Stored entries:

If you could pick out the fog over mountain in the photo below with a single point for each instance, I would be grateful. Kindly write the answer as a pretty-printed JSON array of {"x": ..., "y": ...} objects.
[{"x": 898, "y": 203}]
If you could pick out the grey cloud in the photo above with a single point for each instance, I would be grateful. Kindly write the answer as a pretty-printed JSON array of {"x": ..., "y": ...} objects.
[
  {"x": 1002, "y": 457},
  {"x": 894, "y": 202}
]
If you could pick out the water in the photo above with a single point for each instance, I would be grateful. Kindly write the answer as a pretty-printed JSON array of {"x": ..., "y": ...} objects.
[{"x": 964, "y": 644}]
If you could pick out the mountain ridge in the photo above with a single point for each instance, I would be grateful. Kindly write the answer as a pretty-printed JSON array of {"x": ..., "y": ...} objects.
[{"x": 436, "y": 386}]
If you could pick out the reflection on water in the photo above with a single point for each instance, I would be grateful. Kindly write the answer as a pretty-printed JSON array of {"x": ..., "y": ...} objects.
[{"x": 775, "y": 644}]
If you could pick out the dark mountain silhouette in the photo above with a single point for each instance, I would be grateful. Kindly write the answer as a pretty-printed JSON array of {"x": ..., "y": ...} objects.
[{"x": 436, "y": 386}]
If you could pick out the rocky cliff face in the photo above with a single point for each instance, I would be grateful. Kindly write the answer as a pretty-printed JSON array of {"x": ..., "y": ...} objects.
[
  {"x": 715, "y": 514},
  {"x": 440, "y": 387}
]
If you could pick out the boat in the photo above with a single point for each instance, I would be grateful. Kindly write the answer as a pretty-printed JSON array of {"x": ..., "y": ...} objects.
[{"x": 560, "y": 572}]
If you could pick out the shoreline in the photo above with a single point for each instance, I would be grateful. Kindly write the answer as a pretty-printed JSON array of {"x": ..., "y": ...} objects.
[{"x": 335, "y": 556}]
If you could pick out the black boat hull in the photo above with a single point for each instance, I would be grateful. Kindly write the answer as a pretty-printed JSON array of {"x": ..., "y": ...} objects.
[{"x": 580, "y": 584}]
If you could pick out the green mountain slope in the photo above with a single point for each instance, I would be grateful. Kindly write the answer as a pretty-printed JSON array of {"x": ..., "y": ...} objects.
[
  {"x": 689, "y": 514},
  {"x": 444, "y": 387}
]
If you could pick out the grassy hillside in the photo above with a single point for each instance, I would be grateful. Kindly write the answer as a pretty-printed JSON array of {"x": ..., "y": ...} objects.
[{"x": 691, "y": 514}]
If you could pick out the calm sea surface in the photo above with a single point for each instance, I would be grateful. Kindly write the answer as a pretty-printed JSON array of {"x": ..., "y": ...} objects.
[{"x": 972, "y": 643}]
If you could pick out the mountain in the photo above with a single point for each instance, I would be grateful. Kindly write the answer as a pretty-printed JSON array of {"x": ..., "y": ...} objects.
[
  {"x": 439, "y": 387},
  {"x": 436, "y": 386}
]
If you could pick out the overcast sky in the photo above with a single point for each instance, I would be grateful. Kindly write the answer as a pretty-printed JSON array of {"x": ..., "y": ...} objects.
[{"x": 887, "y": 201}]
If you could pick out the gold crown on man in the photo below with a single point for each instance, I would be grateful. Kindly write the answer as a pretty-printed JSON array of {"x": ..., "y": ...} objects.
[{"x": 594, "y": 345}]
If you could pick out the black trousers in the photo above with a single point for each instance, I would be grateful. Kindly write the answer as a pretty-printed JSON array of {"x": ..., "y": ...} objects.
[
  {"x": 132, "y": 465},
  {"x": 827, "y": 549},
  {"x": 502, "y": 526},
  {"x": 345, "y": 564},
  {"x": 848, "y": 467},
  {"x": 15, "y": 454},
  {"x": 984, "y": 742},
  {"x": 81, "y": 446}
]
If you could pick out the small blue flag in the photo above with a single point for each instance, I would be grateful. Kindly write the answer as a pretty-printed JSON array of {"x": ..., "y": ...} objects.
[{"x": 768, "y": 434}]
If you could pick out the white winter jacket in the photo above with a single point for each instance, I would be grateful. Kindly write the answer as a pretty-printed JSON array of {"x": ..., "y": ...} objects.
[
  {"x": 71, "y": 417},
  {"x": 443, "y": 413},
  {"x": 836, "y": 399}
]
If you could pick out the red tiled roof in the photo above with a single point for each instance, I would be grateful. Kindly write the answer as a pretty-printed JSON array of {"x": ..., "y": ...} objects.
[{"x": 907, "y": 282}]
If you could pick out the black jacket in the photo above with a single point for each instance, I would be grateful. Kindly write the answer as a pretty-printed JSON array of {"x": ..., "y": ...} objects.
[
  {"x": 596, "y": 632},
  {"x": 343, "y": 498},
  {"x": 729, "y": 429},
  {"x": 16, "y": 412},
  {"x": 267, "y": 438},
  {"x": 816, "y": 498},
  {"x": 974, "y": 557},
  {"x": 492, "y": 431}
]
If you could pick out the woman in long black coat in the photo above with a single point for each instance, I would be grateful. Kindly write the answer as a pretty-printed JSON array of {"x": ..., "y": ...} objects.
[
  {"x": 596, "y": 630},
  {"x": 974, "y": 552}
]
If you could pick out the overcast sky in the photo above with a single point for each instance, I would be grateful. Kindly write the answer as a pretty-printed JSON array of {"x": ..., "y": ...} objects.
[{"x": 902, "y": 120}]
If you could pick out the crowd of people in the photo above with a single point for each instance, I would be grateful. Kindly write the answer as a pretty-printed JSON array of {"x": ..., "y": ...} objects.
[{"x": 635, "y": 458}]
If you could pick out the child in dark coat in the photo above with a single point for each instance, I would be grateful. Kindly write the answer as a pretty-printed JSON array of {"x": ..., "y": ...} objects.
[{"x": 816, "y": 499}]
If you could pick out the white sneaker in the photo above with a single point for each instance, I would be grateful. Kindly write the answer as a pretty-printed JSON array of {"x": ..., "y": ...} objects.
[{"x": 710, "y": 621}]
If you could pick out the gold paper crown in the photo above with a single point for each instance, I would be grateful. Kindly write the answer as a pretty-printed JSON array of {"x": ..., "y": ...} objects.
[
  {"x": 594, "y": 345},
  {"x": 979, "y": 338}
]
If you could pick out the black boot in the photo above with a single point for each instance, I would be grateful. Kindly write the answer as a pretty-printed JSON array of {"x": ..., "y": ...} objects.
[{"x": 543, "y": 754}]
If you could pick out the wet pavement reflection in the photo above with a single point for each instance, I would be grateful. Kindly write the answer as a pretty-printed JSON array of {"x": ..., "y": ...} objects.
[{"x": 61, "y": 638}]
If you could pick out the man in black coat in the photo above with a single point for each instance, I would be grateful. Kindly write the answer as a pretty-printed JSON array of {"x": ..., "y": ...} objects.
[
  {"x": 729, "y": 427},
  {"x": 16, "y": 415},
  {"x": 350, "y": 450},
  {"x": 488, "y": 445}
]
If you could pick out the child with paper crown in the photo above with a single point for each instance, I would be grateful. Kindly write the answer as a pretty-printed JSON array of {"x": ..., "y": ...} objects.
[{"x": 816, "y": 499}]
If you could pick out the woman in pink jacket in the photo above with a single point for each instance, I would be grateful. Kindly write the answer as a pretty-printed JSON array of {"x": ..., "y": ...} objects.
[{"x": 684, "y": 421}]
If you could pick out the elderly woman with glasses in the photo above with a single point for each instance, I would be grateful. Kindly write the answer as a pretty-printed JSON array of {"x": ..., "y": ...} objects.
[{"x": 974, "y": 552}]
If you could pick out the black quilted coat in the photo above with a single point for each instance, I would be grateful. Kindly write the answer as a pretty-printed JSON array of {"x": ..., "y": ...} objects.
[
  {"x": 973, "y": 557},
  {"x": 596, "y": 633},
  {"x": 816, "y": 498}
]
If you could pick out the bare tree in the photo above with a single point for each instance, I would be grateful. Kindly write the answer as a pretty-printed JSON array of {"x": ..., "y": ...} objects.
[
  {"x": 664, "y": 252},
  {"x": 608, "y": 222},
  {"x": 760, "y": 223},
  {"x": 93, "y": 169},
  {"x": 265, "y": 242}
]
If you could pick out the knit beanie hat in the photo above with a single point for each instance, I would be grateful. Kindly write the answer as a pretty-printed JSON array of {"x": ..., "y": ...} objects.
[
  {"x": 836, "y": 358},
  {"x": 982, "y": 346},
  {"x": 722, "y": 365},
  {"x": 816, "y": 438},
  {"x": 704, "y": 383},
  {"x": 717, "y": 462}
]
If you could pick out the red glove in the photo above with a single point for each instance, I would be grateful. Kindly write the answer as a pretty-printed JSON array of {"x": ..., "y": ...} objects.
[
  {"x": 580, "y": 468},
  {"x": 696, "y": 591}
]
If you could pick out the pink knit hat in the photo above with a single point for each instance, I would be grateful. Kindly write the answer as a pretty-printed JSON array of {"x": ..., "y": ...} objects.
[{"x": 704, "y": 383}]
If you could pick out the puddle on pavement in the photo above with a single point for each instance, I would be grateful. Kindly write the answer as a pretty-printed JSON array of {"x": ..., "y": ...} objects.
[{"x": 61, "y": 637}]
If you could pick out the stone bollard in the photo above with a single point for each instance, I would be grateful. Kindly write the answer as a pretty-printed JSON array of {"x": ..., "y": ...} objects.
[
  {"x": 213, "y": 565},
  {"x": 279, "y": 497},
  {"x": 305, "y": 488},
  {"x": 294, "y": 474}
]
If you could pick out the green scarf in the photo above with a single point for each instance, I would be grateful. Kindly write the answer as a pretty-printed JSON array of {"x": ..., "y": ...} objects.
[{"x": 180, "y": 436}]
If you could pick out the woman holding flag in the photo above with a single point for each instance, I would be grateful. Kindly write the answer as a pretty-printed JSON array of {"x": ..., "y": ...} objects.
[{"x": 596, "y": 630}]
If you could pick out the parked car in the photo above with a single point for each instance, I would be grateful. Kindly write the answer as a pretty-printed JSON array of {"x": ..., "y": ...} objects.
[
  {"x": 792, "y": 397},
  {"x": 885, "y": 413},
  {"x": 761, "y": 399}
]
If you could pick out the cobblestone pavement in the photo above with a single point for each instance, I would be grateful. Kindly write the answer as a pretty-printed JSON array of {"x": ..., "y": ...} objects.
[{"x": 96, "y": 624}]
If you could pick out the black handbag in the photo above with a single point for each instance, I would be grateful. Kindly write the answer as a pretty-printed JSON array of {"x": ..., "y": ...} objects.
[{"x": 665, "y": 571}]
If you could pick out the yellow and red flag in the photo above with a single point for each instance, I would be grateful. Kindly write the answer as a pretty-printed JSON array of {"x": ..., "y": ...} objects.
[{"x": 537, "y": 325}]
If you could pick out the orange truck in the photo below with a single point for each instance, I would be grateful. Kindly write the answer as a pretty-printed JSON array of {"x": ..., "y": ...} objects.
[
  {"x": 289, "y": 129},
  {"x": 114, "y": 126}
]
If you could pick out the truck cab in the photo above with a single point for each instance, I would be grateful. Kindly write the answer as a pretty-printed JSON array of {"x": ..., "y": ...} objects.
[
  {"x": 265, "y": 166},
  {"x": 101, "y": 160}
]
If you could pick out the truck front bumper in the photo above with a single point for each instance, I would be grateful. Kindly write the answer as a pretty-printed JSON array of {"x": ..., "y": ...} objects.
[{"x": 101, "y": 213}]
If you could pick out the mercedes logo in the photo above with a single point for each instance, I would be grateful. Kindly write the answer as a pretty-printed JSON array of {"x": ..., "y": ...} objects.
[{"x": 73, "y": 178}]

**WORK TO BE COMPLETED:**
Answer with the exact lines running from the one that contains "If you could pick out the cobblestone" through the last line of the data. Include no other line.

**PROBLEM SOLUTION:**
If you could pick out the cobblestone pavement in the photo above with a single point for each instance, I would be grateful. Kindly write the answer as a pretty-printed JSON array of {"x": ..., "y": ...} objects.
[{"x": 96, "y": 624}]
If you could pick out the black handbag in the photo above with a single point for each instance, I would be grateful. Kindly write the answer as a pretty-printed JSON array of {"x": ..., "y": ...} objects.
[{"x": 665, "y": 571}]
If you could pick out the yellow and red flag in the photo above with a single point for each instance, I would be grateful. Kindly write the answer as a pretty-printed JSON array of {"x": ..., "y": ...} objects.
[{"x": 537, "y": 325}]
If you could pick out the orange truck in the photo below with a single point for each instance, I would be grateful. Kindly write the answer as a pretty-printed JSON array of {"x": ..., "y": ...} objects.
[
  {"x": 289, "y": 129},
  {"x": 114, "y": 126}
]
If you could pick out the truck cab in the photo above with a single point for each instance, I would be grateful. Kindly write the answer as a pretty-printed JSON array of {"x": ..., "y": ...} objects.
[
  {"x": 265, "y": 166},
  {"x": 101, "y": 160}
]
If you could pick out the truck front bumper in the photo above with a single point for each instance, I would be grateful. Kindly write the answer as a pretty-printed JSON array of {"x": ..., "y": ...} objects.
[{"x": 101, "y": 213}]
If you could pick out the mercedes logo in the photo above with a single point for each instance, I would be grateful. Kindly write the answer as a pretty-printed JSON array of {"x": ..., "y": ...} objects.
[{"x": 73, "y": 178}]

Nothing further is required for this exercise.